** EXTRACTED MATERIAL **
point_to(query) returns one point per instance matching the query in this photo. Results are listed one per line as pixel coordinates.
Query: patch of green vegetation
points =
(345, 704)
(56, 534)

* * *

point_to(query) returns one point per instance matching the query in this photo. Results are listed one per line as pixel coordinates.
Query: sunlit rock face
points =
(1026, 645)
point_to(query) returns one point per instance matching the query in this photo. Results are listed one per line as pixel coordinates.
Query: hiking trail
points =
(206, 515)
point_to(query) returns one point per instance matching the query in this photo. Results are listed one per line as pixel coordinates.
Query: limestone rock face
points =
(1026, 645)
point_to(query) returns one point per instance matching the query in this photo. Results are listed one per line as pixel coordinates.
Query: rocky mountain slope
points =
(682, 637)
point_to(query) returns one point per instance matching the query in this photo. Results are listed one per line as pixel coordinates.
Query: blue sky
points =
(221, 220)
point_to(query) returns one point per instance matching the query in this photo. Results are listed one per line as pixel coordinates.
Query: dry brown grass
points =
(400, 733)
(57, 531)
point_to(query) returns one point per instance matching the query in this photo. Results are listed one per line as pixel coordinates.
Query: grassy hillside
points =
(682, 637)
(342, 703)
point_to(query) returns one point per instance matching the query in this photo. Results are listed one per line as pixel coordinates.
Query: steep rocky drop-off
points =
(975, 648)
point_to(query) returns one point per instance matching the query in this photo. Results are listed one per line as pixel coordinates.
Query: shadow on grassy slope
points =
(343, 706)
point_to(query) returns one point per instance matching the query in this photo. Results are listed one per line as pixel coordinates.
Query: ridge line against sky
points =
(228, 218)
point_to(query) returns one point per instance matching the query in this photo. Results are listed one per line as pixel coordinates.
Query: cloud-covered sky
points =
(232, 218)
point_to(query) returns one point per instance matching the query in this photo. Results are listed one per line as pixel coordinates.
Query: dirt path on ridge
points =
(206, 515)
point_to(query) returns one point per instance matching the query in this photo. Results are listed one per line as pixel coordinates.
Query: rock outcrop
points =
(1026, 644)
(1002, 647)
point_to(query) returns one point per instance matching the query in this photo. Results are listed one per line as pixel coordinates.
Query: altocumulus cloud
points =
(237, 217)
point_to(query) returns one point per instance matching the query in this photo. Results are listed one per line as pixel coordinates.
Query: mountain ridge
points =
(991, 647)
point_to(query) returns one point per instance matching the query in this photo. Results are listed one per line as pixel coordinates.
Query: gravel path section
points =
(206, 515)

* * *

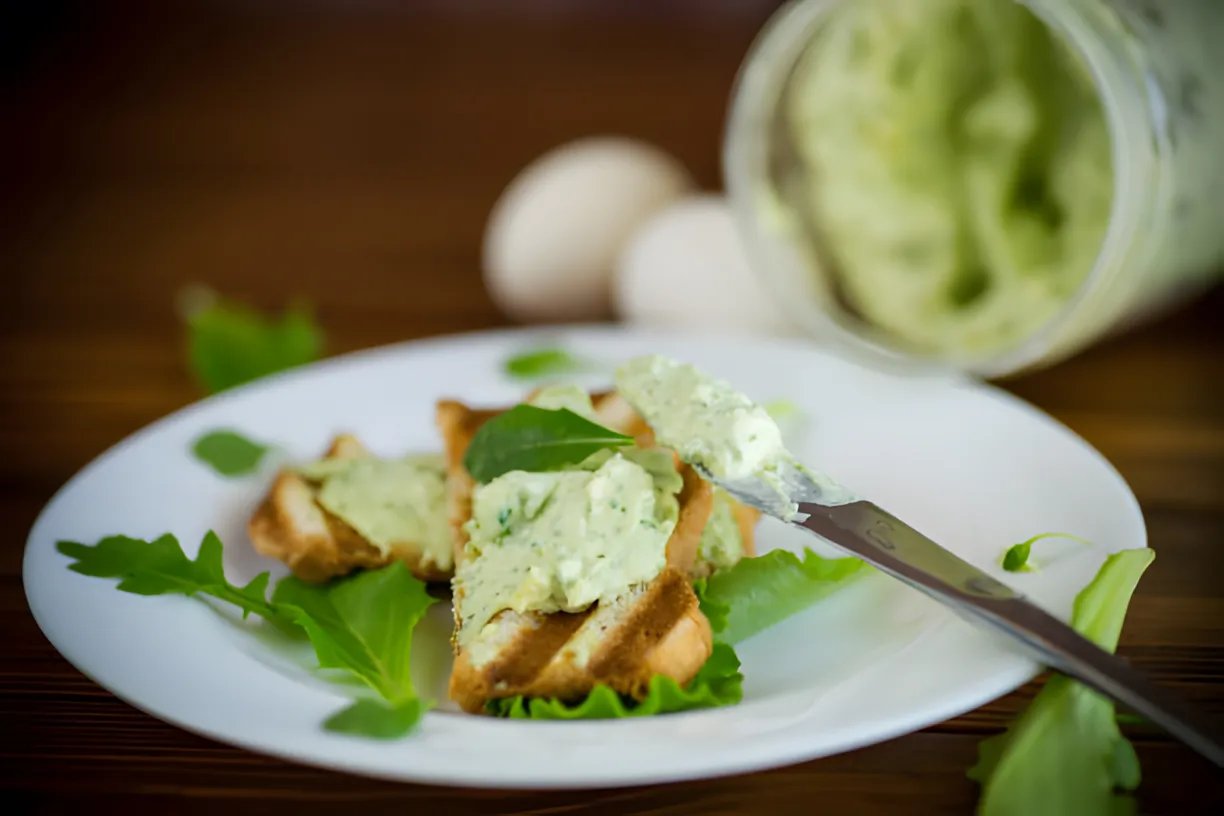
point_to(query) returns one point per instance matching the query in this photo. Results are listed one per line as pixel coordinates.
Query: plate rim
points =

** WHAT THE EXERCISE ASKS **
Which lines in the listing above contain the string "mountain", matching case exactly? Copy each of them.

** RESPONSE **
Query: rocky mountain slope
Query: mountain ridge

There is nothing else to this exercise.